Dataset items:
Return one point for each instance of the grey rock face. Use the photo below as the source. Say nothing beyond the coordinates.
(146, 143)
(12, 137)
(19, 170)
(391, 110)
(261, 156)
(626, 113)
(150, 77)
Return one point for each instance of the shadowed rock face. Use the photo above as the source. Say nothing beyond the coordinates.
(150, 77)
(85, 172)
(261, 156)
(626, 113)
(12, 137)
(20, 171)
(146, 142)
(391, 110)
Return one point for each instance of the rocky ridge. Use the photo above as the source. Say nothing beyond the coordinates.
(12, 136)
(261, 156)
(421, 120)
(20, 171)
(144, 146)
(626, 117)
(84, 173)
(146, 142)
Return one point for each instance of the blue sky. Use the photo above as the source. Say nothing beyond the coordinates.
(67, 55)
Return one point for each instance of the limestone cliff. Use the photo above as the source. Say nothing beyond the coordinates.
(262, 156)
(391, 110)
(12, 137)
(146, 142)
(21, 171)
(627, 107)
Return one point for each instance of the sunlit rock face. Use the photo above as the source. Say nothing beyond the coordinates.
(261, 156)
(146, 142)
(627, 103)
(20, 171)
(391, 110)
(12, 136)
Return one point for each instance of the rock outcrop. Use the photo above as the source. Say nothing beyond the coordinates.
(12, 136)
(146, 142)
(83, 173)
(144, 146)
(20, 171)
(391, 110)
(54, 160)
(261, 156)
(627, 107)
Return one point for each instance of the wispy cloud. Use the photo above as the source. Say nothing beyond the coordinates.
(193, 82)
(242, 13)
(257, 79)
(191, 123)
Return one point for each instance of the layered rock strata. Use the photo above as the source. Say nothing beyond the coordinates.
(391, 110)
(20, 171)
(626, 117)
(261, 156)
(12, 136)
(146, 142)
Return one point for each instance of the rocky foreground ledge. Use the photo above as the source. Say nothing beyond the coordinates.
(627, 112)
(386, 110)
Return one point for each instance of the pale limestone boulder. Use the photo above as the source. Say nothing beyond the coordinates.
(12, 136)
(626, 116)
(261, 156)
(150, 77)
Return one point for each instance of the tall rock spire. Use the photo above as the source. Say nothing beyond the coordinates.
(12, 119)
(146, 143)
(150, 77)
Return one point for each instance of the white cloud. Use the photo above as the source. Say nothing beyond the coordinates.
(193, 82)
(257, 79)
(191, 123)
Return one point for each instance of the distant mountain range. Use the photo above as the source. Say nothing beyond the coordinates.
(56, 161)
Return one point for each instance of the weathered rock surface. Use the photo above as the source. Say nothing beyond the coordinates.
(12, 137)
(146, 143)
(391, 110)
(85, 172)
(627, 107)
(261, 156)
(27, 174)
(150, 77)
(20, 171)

* **Exercise description**: Set down exactly, and only, the lines from the one containing "Return one point for each instance of the pale" to the final line of the data.

* **Answer box**:
Return one point for each instance of the pale limestone boulder. Use the photo above as the source. Say nothing beyond the coordinates.
(12, 136)
(626, 116)
(261, 156)
(150, 77)
Return one point for each instance of the tall rock spire. Use the photo above as the source. Say nothing beyond the coordinates.
(12, 119)
(146, 143)
(150, 77)
Return one point for each instance of the white cloud. Use the photo above as the source. Say nothing beyond the coordinates.
(193, 82)
(257, 79)
(191, 123)
Return one point for each instance of the distant mountain range. Use the photo above as the source. Say nothing beyond the coordinates.
(56, 161)
Return one point for each instance of the weathered rock surface. Use the photo above as the source. Say nothing beyond the coordinates.
(12, 137)
(146, 143)
(391, 110)
(85, 172)
(627, 107)
(261, 156)
(27, 174)
(150, 77)
(20, 171)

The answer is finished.